Tasks to carry out »
**A)** In the forum thread about the Texas mother who killed her children, how does it say Andrea Yates killed her five children?
**B)** Write a continuation of the forum thread about the Texas mother who killed her children, starting after its last post.

-------- Document extract --------

A Texas woman Kills her children with a stone and says God told her to do it. See here .
She was briefly compared to Andrea Yates, another Texas woman who killed all five of her children by drowning. Yates home schooled her children so did Laney. Yates was extremely religious, so was Laney, Yates pleaded insanity, so is laney…
What are the religious overtones implying?
What does the history of women killing their children say?
More Questions to come. This is horrible.
I’m interested to know whether the occurrence of (apparently)religiously-motivated crimes like this is statistically significant… are there cases like this (in most other respects) where the offender is not religious?
Is the religion the cause of the crime or is the insanity the cause of the religion and the crime? Is there any way to tell?
I look forward to manhattan leaping into the thread to point out that this has nothing whatever to do with religion, and that we cannot draw any inferences about any other member of the same religion from this isolated incident. Isn’t that right, manhattan?
Then there’s Marilyn Lemak and Susan Smith, who weren’t religious, either.
And there’s this.
Hope I’m not stepping on Manny’s toes by usurping his position, but I’m going to go way out on a limb here and say that a woman’s religion has nothing to do with why, or whether, she kills her children.
I submit that anyone who kills their shildren is crazy.
Many people who are crazy hear voices.
Should a person hearing voices be religious, they may very well attribute the voices to G-d.
Both women apparently home schooled their children as well.
that being said, this woman has (apparently) no history of mental illness, while Andrea Yates was a textbook case of “don’t leave her alone” She’d just gotten released from (not her first) inpatient treatment program.
I wouldn’t characterize this as a religiously linked killing, seems more like a 'this person went nuts; (I think that’s the technical term).
Shodan wadr and all, manny was suggesting in that thread that to label all (specific religious practitioners) as murderous sub humans because of the specific murderous actions of a sub group of (specific religious practitioners) would be wrong, and he brought this particular example out as an example of how wrong that would be. Or at least that’s what I got from it.
You have to be kidding. Inpatient treatment programs are not just for the psychotic. She was certainly not a textbook case for “don’t leave her alone.” She had been a loving and caring mother until she developed post-partum psychosis which is not the fault of the mother and isn’t always easy to detect.
Plant said:
You make some good points. But “crazy” is not the same as “insane.” Susan Smith wasn’t insane (which is a legal term anyway). She didn’t hear voices, for example. And she fabricated a story to tell the police. Both Andrea and Laney called the police and did so in a fairly calm manner.

-------- Given entries --------

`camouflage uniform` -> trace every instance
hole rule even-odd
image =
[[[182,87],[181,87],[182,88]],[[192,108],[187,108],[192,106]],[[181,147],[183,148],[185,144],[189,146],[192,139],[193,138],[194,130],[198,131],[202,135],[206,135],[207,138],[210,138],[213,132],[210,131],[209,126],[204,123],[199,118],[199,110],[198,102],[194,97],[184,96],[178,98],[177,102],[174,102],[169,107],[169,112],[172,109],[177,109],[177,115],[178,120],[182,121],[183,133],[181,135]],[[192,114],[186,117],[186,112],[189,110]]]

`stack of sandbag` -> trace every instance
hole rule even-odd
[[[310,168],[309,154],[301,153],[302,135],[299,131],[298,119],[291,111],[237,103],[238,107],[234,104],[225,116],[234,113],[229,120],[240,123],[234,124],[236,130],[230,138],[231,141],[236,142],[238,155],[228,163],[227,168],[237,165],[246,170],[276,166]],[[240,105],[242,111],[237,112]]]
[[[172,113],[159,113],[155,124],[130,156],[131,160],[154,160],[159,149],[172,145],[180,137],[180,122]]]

--------

Expected responses »
**A)** By drowning.

**B)**
One thing that interests me is how much Andrea Yates and Laney changed in appearance. They didn’t even look like themselves. And hadn’t both women had babies within the last couple of years?
My cousin’s wife is one of the brightest, kindest and most charming people I have ever known. She is a good woman and an adoring mother. At one point in her life, she began to show some signs that she was a threat to her children. They went to live with their grandparents far away until this wonderful woman could get the help she needed. It can happen to the nicest of women.
Most people don’t realize how easy it is to have your whole life turn upside down just because of changes in body chemistry.
When people educate themselves about mental illness and the undeserved stigma attached to it, the more likely people are to seek help when they are beginning to become ill. I don’t know if this is true for non-psychotics though.
I am not a psychiatrist but I am harmlessly crazy. :eek:
Zoe, Andrea Yates was a loving and caring mother only in the sense that she struggled to take care of her kids despite crippling insanity. What is really sad is that she somehow didn’t understand that it was her right to argue with her husband and family about her needs.
Her illness was detected early, and detected often. Her entire family (which included a few schizoid siblings) and her husband were well aware of her problems. Despite this, they refused to acknowledge how serious her problems were, and expected her to care for her ill father (until his death shortly before the tragedy) and to homeschool her children.
If you have access, I urge you to read the medical records presented at her trial.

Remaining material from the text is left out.